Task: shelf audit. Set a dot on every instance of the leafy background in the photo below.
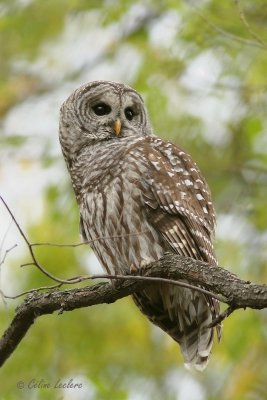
(201, 68)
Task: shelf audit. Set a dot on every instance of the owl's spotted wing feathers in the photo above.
(179, 207)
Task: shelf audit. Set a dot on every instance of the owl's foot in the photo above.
(134, 270)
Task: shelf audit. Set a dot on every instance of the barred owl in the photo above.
(140, 196)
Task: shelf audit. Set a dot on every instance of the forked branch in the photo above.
(233, 291)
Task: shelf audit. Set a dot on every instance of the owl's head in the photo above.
(100, 111)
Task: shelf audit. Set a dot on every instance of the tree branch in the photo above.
(235, 292)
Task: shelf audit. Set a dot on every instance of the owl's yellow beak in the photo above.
(117, 126)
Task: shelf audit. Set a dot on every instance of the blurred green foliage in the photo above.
(113, 346)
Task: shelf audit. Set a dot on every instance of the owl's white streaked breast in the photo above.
(111, 195)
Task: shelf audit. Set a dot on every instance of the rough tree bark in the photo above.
(231, 290)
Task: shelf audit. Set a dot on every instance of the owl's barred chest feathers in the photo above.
(140, 196)
(112, 206)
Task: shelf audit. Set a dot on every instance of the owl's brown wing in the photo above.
(179, 201)
(179, 207)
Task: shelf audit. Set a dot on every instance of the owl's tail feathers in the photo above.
(184, 314)
(196, 347)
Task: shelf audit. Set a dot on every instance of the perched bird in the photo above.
(140, 196)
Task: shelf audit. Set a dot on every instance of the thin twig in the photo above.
(6, 253)
(245, 22)
(79, 279)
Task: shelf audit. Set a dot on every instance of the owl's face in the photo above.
(101, 111)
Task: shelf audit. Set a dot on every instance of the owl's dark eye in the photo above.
(129, 113)
(101, 109)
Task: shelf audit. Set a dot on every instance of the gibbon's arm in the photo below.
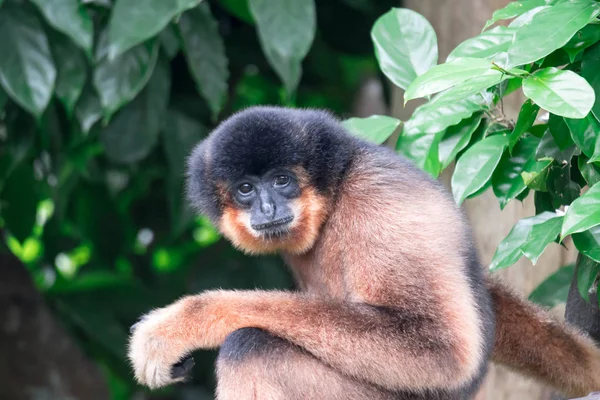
(532, 342)
(392, 349)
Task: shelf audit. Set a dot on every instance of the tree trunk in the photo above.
(38, 358)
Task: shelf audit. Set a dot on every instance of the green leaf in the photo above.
(456, 138)
(88, 110)
(583, 39)
(134, 21)
(506, 180)
(588, 243)
(590, 64)
(72, 71)
(71, 18)
(512, 10)
(586, 135)
(550, 29)
(526, 118)
(119, 80)
(475, 167)
(27, 72)
(444, 76)
(405, 45)
(286, 29)
(589, 171)
(583, 213)
(376, 128)
(132, 134)
(560, 92)
(587, 271)
(205, 54)
(555, 289)
(486, 45)
(529, 237)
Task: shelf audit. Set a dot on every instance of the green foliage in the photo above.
(551, 51)
(102, 101)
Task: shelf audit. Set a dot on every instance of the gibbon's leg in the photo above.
(253, 365)
(531, 341)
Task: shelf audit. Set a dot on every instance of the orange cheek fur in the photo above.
(310, 210)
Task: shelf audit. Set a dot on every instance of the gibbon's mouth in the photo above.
(274, 229)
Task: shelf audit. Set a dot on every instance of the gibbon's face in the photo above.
(275, 211)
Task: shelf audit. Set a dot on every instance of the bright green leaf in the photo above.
(583, 213)
(529, 237)
(456, 138)
(134, 21)
(587, 271)
(205, 54)
(550, 29)
(526, 118)
(405, 45)
(555, 289)
(486, 45)
(444, 76)
(560, 92)
(586, 135)
(590, 65)
(72, 71)
(71, 18)
(588, 242)
(376, 128)
(119, 80)
(506, 180)
(475, 167)
(512, 10)
(27, 72)
(286, 29)
(133, 132)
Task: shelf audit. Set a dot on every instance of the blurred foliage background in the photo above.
(100, 103)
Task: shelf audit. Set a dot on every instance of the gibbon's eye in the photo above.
(245, 188)
(281, 180)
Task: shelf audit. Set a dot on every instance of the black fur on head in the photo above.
(259, 139)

• Work to do
Print the whole listing above again, word for word, leaving out the pictures.

• Output below
Task: shelf audit. Set a dot on every instance of the leafy background in the photo below.
(201, 68)
Task: shelf audit. Set a dot on every instance of the owl's spotted wing feathers in the photo above.
(179, 207)
Task: shelf audit. Set a dot on every instance of the owl's foot in the photo above.
(134, 270)
Task: shelf audit. Set a dot on every instance of the barred owl in the photo above.
(140, 196)
Task: shelf audit. Set a dot on every instance of the forked branch in the photo above.
(233, 291)
Task: shelf audit. Set a dot on every instance of the owl's head in the photo above.
(100, 111)
Task: shelf audit. Set a dot on every instance of the tree branch in the photo above.
(235, 292)
Task: shelf audit. Set a dot on every instance of the owl's yellow beak in the photo above.
(117, 126)
Task: shelf audit. Set a dot on every instance of the blurred green foliage in the photo above.
(113, 346)
Task: shelf audit. Set a dot on every instance of the owl's white streaked breast in the photo above.
(111, 195)
Task: shelf audit. Set a dot on every instance of the rough tree bark in the photo above.
(231, 290)
Task: shelf audit. Set a dot on every instance of the owl's barred chest feathers in the photo above.
(140, 196)
(112, 206)
Task: shelf audit. Set a dot on every instance of the owl's brown wing in the photo above.
(179, 201)
(179, 207)
Task: shelf audit. Set a dot on every instance of the owl's tail feathers in the photo above.
(184, 314)
(196, 347)
Task: shelf audit. Set a dot on every instance of the perched bird in the photo above.
(140, 196)
Task: shelf audit. Set a dot on every instance of the thin twig in the photo above.
(6, 253)
(245, 22)
(79, 279)
Task: shelf audit. Set a dot on every instance of the owl's face in the photo above.
(101, 111)
Task: shelf audit. Set a dot on every instance of the owl's dark eye in the photo above.
(129, 113)
(101, 109)
Task: shelf audit. Set a dot on every instance of the gibbon's arm in the photo below.
(532, 342)
(392, 349)
Task: shelf audit. Set a dot on every instance of the tree trunk in the photo above.
(38, 358)
Task: shelf audit. Set a dot on every instance of the green leaf in the photo above.
(456, 138)
(88, 110)
(583, 39)
(134, 21)
(506, 180)
(588, 243)
(590, 64)
(72, 71)
(71, 18)
(512, 10)
(586, 135)
(550, 29)
(526, 118)
(119, 80)
(475, 167)
(27, 72)
(444, 76)
(405, 45)
(286, 29)
(589, 171)
(583, 213)
(376, 128)
(132, 134)
(560, 92)
(587, 271)
(205, 54)
(555, 289)
(486, 45)
(529, 237)
Task: shelf audit. Set a dot on every instance of the green foliage in the photo above.
(551, 51)
(102, 101)
Task: shelf audit. Set a dot on every instance of the gibbon's leg in the photo above.
(253, 365)
(531, 341)
Task: shelf audit. Set a dot on every instance of the orange cheek fur in the photo above.
(310, 210)
Task: shelf audit. Set a dot on every instance of the gibbon's mouth in the photo above.
(274, 229)
Task: shelf audit. Set a dot on every instance of the gibbon's face in the photo above.
(275, 211)
Task: shelf audit. Set a dot on every instance of the bright green leaf in the photo above.
(583, 213)
(529, 237)
(456, 138)
(134, 21)
(587, 271)
(205, 54)
(550, 29)
(526, 118)
(405, 45)
(555, 289)
(486, 45)
(444, 76)
(560, 92)
(586, 135)
(590, 65)
(72, 71)
(71, 18)
(588, 242)
(376, 128)
(119, 80)
(506, 180)
(475, 167)
(512, 10)
(27, 72)
(286, 29)
(133, 132)
Task: shelf audit. Set a dot on every instance of the blurred foliage background in the photo above.
(100, 103)
Task: shelf audit. Set a dot on every instance of the gibbon's eye in the photo above.
(245, 188)
(281, 180)
Task: shelf audit. Set a dot on every instance of the black fur on head in the photo above.
(259, 139)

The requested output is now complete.